- EXERCISE INSTRUCTIONS -
The entries that follow include a run beginning at the line with "the dark green foliage" and ending at the line with "the stone church"; restate that run word for word and leave the rest out.

──────── ENTRIES SUPPLIED

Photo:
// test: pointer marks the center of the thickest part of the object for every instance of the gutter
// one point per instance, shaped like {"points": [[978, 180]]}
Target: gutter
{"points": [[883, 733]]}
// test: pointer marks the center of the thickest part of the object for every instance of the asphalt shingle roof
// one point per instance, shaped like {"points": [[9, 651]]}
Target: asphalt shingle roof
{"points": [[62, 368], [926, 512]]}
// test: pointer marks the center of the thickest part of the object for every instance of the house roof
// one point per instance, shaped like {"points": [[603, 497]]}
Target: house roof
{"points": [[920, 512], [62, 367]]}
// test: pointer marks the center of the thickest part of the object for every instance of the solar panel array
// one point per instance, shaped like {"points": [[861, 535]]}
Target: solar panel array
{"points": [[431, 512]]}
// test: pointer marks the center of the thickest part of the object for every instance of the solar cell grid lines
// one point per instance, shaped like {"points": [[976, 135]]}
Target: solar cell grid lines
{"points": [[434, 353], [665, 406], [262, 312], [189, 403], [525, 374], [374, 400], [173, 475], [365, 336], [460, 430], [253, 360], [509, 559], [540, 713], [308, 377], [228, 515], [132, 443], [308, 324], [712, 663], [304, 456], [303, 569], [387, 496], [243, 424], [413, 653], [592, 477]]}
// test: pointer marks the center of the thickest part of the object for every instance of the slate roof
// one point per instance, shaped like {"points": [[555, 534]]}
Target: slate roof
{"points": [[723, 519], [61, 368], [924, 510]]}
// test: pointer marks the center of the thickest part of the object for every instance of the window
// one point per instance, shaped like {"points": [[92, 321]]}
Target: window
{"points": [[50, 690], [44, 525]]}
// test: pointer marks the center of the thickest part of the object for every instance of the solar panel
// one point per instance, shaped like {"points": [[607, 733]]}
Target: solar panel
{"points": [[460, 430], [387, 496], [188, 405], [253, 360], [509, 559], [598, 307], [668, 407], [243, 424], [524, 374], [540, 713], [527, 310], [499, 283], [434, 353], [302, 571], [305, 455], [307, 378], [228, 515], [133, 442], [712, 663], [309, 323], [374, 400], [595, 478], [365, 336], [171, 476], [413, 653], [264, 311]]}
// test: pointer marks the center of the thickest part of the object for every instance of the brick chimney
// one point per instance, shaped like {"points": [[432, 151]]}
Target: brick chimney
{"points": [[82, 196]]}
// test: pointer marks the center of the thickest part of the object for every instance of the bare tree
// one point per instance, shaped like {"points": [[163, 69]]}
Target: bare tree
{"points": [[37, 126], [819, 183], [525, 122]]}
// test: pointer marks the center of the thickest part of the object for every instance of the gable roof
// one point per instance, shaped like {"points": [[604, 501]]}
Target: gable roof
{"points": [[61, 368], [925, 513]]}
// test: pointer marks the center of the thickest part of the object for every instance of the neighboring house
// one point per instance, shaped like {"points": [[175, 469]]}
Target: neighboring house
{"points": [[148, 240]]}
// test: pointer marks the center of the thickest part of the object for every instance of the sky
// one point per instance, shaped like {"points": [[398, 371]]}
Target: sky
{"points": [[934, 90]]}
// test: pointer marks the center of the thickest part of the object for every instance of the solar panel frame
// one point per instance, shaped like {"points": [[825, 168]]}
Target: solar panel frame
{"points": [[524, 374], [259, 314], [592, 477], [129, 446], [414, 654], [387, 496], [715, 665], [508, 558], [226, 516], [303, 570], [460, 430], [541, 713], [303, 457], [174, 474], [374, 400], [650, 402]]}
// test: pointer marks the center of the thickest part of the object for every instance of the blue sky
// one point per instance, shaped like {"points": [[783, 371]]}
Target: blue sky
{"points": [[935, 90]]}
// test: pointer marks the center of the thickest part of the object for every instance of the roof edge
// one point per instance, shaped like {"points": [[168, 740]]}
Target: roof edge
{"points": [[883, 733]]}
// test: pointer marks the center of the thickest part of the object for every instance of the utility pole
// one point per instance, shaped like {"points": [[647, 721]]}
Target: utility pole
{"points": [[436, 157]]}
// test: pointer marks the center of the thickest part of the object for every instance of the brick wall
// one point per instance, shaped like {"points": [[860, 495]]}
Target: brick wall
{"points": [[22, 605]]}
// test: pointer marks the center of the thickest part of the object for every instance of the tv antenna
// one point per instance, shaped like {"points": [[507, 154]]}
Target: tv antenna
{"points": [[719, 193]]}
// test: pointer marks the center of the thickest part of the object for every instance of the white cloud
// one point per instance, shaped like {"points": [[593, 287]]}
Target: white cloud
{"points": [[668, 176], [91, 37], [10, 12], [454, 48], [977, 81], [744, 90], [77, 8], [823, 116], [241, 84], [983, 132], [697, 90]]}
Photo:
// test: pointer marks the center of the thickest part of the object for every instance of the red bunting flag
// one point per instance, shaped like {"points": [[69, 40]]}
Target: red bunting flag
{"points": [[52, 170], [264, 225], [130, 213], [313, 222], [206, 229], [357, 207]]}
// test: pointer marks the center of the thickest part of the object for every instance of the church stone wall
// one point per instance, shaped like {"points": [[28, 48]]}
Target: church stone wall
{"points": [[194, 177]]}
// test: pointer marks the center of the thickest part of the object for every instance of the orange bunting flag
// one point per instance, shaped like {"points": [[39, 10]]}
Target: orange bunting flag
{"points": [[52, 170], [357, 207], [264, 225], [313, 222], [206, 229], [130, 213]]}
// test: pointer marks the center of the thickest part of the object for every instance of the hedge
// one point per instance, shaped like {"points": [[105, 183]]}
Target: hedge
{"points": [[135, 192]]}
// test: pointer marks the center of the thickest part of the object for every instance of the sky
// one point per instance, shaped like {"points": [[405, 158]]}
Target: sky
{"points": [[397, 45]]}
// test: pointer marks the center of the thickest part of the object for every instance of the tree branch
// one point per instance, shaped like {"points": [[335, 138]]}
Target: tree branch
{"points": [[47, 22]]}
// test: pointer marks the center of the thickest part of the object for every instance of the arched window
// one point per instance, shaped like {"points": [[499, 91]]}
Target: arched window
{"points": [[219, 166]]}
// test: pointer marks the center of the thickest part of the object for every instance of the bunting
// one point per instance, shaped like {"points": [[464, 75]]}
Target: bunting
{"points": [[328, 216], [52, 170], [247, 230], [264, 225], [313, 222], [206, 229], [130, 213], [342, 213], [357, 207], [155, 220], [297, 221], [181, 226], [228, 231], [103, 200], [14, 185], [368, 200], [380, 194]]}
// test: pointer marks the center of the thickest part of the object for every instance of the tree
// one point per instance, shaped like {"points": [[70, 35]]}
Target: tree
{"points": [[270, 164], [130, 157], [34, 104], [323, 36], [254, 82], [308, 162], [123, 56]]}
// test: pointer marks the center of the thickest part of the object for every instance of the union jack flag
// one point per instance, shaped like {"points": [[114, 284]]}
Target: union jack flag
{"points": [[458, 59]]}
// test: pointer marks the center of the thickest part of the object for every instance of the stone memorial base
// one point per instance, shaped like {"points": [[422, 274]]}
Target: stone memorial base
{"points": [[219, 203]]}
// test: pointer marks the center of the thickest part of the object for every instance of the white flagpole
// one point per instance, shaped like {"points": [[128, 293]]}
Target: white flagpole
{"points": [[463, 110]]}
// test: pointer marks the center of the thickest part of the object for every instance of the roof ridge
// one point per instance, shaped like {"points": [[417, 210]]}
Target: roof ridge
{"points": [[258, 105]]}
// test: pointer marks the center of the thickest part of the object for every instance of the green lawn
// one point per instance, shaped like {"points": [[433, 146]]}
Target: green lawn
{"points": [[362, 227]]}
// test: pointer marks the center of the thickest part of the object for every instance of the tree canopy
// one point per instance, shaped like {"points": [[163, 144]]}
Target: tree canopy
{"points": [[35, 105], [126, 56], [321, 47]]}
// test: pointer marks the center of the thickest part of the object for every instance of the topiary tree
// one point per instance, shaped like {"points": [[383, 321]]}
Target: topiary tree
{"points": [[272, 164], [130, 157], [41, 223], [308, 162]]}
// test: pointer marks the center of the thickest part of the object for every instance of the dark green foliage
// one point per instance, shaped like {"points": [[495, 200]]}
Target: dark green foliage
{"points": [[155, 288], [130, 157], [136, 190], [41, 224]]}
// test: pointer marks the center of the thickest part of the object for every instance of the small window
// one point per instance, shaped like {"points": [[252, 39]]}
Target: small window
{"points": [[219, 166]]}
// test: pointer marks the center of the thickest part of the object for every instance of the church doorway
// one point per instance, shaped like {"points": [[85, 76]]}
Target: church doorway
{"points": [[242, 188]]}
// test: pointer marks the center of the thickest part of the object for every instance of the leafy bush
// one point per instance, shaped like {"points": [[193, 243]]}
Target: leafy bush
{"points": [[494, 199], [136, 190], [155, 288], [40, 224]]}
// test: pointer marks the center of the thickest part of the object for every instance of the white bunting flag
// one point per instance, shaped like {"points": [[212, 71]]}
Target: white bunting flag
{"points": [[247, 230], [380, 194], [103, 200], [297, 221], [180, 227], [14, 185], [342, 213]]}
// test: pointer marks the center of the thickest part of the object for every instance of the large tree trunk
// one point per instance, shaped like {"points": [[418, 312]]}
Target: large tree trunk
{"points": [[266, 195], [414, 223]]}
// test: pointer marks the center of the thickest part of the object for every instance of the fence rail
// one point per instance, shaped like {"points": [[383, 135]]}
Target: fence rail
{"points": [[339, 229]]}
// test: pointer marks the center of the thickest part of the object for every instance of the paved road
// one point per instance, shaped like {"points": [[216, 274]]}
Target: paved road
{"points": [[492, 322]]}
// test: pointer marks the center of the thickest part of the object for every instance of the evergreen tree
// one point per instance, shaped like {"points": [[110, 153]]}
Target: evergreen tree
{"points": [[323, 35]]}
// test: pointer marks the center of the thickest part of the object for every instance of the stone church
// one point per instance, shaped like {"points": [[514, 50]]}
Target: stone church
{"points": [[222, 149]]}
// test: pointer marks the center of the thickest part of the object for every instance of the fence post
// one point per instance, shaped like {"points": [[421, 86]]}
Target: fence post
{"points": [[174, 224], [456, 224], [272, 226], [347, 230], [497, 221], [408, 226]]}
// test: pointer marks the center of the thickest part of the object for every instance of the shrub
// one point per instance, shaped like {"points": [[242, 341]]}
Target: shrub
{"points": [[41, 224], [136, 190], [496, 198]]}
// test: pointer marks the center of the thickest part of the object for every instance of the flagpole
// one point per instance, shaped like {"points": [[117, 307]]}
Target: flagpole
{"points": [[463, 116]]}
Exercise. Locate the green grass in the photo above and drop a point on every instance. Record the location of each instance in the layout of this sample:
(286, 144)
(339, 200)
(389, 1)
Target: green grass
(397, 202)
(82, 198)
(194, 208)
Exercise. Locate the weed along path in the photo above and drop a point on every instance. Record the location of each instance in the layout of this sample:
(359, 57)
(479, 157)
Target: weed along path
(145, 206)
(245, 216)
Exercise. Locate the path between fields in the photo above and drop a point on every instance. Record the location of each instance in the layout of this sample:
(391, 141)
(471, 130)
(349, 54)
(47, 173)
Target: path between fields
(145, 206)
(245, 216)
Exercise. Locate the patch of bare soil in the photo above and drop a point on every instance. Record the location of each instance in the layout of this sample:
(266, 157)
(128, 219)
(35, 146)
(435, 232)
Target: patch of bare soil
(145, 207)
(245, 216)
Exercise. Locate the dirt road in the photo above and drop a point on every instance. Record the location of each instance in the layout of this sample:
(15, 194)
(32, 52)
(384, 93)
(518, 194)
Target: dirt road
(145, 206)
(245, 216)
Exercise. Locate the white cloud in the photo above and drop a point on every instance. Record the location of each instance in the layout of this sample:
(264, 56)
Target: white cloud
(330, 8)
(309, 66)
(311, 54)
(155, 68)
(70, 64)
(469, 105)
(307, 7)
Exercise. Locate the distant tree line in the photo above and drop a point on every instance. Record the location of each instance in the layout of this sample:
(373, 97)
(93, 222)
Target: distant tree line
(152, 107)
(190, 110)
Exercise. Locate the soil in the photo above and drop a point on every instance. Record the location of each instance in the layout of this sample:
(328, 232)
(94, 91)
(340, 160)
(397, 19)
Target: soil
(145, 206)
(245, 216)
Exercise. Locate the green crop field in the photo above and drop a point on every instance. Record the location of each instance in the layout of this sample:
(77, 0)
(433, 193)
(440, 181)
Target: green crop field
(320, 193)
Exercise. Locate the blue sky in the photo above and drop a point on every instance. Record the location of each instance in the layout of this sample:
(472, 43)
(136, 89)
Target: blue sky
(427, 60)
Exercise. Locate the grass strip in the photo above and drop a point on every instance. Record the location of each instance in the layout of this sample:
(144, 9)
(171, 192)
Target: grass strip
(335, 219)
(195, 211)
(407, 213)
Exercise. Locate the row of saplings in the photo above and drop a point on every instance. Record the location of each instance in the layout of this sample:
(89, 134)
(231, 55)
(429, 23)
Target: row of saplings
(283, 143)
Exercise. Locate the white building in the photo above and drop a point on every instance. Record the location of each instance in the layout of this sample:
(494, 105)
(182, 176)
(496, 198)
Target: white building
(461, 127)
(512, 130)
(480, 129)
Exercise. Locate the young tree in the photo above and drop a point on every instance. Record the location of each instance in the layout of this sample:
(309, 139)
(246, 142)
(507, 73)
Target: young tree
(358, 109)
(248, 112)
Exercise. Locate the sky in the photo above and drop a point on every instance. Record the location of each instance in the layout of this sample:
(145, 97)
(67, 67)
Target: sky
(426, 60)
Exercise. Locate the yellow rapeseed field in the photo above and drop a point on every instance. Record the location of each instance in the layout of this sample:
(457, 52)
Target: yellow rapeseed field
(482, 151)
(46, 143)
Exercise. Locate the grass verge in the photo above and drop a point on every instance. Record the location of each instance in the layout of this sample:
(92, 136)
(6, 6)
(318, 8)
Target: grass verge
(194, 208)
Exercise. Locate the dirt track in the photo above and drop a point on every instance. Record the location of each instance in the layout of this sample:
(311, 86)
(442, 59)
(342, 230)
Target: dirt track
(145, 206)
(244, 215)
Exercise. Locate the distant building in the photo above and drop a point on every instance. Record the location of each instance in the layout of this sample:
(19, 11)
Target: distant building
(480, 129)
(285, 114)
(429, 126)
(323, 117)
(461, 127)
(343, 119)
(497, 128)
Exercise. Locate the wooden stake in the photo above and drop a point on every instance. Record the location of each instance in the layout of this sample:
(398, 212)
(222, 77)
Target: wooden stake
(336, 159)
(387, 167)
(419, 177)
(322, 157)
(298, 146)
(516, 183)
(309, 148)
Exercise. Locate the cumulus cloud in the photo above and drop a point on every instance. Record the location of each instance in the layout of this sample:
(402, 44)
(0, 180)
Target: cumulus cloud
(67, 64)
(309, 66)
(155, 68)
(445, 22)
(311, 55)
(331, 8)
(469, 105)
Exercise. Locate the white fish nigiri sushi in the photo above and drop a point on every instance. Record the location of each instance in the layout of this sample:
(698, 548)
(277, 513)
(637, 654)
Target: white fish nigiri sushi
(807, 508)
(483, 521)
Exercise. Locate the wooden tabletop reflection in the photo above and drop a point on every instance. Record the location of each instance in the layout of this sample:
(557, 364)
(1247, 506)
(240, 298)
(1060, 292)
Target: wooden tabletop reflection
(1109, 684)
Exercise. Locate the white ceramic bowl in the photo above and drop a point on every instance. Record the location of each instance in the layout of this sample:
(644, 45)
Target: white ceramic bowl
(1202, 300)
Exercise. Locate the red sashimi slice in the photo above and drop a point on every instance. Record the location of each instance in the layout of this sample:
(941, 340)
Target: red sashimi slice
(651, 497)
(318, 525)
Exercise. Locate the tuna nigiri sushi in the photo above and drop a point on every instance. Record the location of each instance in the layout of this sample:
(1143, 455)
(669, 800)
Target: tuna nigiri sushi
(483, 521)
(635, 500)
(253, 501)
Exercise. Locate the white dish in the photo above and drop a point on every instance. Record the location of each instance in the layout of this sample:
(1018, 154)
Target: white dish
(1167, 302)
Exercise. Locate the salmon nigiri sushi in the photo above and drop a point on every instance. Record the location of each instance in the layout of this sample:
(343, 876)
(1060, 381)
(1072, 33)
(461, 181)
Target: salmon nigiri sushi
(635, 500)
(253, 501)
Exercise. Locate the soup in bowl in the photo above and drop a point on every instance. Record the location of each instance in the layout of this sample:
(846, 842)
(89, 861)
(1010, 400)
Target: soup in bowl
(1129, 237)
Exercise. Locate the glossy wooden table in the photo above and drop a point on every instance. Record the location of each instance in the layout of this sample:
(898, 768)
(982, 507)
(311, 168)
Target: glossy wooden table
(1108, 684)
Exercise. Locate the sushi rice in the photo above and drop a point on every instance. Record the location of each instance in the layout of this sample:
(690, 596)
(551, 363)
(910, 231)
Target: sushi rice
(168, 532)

────────────────

- RESULT OF THIS EXERCISE -
// test: pointer marks the center of the thickest part of the object for every instance of the dark green foliage
// one point per instance, shaped like {"points": [[495, 200]]}
Target: dark green foliage
{"points": [[155, 288], [130, 157], [136, 190], [41, 224]]}
// test: pointer marks the center of the thickest part of the object for every instance of the small window
// one point per instance, shaped like {"points": [[252, 39]]}
Target: small window
{"points": [[219, 166]]}
// test: pointer marks the center of the thickest part of the object for every instance of the church doorway
// one point per instance, shaped like {"points": [[85, 76]]}
Target: church doorway
{"points": [[242, 188]]}
// test: pointer marks the center of the thickest part of the object for every instance of the leafy bush
// one point per instance, shaped like {"points": [[193, 243]]}
Target: leafy bush
{"points": [[494, 199], [136, 190], [155, 288], [40, 224]]}
// test: pointer marks the center of the thickest part of the object for every instance of the white bunting flag
// one point per instance, shaped like {"points": [[212, 71]]}
Target: white bunting flag
{"points": [[247, 230], [380, 194], [103, 200], [297, 221], [180, 227], [14, 185], [342, 213]]}
// test: pointer marks the center of the thickest part of the object for every instance of the large tree trunk
// one point per instance, shaped like {"points": [[418, 312]]}
Target: large tree trunk
{"points": [[266, 195], [414, 223]]}
// test: pointer marks the center of the thickest part of the object for every instance of the fence rail
// one point per instance, shaped like {"points": [[383, 135]]}
Target: fence rail
{"points": [[339, 229]]}
// test: pointer marks the center of the thickest part of the object for every instance of the paved road
// one point per instance, shaped like {"points": [[216, 274]]}
Target: paved road
{"points": [[492, 322]]}
// test: pointer marks the center of the thickest part of the object for every instance of the evergreen tree
// one point per instance, shaped like {"points": [[110, 153]]}
Target: evergreen tree
{"points": [[323, 35]]}
// test: pointer marks the center of the thickest part of the object for every instance of the stone church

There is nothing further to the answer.